***** Passage to read *****

For entry names that contain only ASCII characters, the language encoding flag is set, and the current system default code page is used to encode the entry names.

You have not such big control with .NET classes about this topic. But if you do not specify an encoding you'll get default behavior (UTF8 for codes outside ASCII and current code page for ASCII). Most of times it works (if both encoding and decoding has been done within same code page).

How to avoid this? It's not easy (because we lack of a standard) but to summarize:

  • Do not force encoding (unless you're consuming zip file you zipped then with a known encoding).
  • Default behavior is pretty good in most of cases.
  • For ASCII encoded ZIPs with extended characters rely on system code page (it must be the same in both systems).
  • Provide a way to the user to change encoding (you can't check what's encoding used by zip utility and there is no standard about this). It means not only to change encoding (UTF8/UTF16 or whatever) but code page too (in case they doesn't match). GetEncoding function will give you right encoder for code page you specify).

***** Data *****

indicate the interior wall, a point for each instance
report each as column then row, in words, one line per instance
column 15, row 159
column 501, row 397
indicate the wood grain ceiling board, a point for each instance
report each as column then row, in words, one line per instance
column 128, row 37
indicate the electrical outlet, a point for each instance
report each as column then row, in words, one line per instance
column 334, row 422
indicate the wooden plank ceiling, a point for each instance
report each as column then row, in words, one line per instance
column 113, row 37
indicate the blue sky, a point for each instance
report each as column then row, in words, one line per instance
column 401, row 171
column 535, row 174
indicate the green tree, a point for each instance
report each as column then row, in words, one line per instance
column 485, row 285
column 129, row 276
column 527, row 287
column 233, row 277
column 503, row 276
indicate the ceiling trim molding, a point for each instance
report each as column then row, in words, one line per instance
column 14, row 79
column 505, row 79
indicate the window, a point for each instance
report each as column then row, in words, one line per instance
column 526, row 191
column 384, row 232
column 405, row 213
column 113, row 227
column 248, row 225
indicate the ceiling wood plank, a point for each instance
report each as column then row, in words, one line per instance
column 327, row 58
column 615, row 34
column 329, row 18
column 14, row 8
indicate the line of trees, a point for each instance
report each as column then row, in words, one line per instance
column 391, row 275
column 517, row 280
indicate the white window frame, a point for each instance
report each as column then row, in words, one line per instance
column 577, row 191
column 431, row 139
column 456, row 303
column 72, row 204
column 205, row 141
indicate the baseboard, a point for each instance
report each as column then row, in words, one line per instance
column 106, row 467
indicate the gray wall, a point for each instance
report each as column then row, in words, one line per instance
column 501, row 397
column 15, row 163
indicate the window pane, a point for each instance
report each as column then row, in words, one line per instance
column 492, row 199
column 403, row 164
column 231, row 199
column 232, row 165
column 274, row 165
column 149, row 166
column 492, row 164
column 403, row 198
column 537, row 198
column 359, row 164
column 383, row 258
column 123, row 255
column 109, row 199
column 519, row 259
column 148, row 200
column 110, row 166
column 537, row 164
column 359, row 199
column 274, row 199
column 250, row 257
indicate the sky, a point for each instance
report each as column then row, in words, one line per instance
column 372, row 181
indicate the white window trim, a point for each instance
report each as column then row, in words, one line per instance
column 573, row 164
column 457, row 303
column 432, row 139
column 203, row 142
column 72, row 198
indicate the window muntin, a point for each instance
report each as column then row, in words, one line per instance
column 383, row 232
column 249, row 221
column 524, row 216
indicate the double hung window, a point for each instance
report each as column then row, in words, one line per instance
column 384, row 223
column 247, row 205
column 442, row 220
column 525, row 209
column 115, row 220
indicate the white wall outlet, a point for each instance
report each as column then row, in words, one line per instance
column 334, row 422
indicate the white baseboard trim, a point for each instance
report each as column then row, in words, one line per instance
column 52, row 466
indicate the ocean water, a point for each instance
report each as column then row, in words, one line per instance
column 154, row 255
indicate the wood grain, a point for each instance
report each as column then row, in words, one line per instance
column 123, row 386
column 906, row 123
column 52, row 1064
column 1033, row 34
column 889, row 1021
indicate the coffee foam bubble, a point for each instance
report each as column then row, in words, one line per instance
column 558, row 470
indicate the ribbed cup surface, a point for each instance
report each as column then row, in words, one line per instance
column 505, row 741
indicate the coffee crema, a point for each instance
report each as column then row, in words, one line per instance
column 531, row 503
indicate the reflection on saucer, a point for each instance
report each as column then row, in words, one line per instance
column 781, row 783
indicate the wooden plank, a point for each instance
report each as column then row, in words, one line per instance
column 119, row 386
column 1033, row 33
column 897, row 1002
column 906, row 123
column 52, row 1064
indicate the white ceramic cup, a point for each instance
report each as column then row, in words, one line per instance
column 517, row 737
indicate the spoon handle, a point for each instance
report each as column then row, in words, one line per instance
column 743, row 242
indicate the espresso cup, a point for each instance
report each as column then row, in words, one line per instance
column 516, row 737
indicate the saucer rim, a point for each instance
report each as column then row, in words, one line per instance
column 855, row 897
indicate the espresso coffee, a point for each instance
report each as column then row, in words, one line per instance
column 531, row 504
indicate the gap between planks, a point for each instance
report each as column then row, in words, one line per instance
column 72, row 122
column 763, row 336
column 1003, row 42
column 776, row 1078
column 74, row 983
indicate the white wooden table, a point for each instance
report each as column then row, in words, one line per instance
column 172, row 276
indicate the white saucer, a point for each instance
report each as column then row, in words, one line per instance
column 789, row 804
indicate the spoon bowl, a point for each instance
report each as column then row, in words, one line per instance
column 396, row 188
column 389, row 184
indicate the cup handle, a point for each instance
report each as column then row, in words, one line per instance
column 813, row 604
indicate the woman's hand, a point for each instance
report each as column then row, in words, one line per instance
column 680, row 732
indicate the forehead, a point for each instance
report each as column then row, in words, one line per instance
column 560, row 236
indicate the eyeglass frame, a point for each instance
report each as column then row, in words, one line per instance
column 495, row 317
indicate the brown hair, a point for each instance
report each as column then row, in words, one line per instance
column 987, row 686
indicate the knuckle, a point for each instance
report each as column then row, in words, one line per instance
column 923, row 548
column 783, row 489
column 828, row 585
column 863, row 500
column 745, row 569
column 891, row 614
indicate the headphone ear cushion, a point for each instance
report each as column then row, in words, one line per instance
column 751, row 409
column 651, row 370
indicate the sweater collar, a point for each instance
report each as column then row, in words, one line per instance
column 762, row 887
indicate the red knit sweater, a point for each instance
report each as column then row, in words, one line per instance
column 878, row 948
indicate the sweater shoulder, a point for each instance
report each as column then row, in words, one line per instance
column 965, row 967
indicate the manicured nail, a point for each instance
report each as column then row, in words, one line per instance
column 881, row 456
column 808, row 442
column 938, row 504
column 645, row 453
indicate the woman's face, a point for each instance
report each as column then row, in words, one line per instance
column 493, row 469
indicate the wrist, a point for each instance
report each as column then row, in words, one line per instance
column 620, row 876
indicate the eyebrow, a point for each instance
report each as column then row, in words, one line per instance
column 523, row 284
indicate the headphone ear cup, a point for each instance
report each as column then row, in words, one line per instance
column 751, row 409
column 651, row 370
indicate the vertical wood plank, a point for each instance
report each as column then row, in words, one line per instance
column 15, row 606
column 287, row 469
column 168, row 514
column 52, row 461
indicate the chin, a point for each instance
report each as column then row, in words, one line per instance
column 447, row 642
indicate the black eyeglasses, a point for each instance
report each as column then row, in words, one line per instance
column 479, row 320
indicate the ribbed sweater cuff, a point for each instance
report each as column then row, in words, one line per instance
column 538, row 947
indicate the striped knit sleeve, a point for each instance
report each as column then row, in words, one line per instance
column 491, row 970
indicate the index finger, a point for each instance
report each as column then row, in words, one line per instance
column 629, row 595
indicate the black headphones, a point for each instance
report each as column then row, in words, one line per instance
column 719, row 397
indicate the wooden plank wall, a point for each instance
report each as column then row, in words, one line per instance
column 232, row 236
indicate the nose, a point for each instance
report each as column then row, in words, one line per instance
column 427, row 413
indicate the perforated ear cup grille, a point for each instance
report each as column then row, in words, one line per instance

*****

» Work to do
From the passage on ZIP entry name encoding, copy word for word the part starting at "You have not" and ending at "in both systems).".

» The reply
You have not such big control with .NET classes about this topic. But if you do not specify an encoding you'll get default behavior (UTF8 for codes outside ASCII and current code page for ASCII). Most of times it works (if both encoding and decoding has been done within same code page).

How to avoid this? It's not easy (because we lack of a standard) but to summarize:

  • Do not force encoding (unless you're consuming zip file you zipped then with a known encoding).
  • Default behavior is pretty good in most of cases.
  • For ASCII encoded ZIPs with extended characters rely on system code page (it must be the same in both systems).